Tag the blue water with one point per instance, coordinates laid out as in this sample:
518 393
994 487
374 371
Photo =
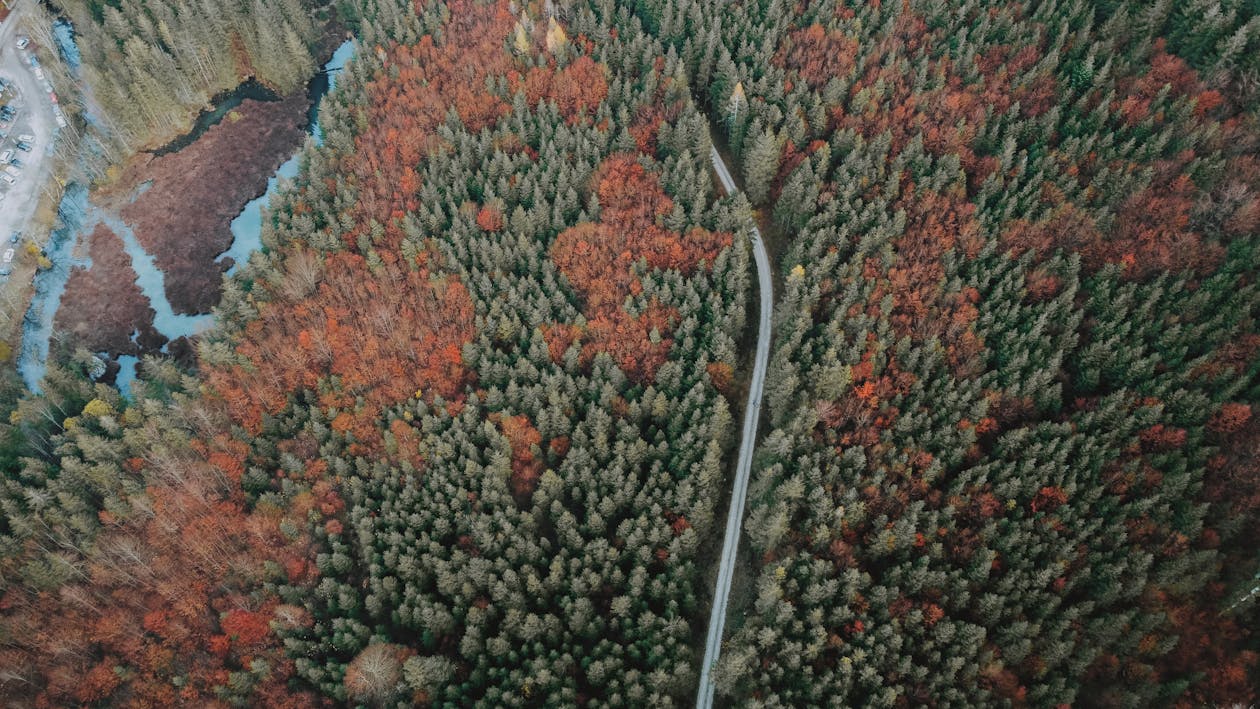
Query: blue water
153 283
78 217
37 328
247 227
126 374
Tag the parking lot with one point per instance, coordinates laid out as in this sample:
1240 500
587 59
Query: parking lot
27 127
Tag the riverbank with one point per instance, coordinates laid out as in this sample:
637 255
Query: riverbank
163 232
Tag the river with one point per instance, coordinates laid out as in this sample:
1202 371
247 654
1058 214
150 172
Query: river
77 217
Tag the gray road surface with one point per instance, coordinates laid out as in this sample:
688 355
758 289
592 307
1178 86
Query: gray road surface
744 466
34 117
------------
- [What this task involves] Return all of the rows above verbatim, leaving out the pictures.

- [Final result]
Tag the blue water with one point per instance, coordinates laid out as in this sample:
518 393
994 487
374 371
Photo =
Query: blue water
153 283
78 217
37 328
247 227
126 374
Tag the parking lot with one point per instance, coordinates laid out as in this sample:
1240 500
587 59
Query: parking lot
27 127
Tag the riverbank with one point per instance, coordinates laid out as in this sample:
637 255
Query: riverbank
163 232
Tag the river with one point per instance, coordinates laid out as in this sample:
1202 371
247 654
1058 214
150 172
Query: river
77 217
Tag the gray road surface with one point per instance, coordinates laid out as in this sample:
688 355
758 289
592 307
1178 86
Query: gray road surface
744 466
34 117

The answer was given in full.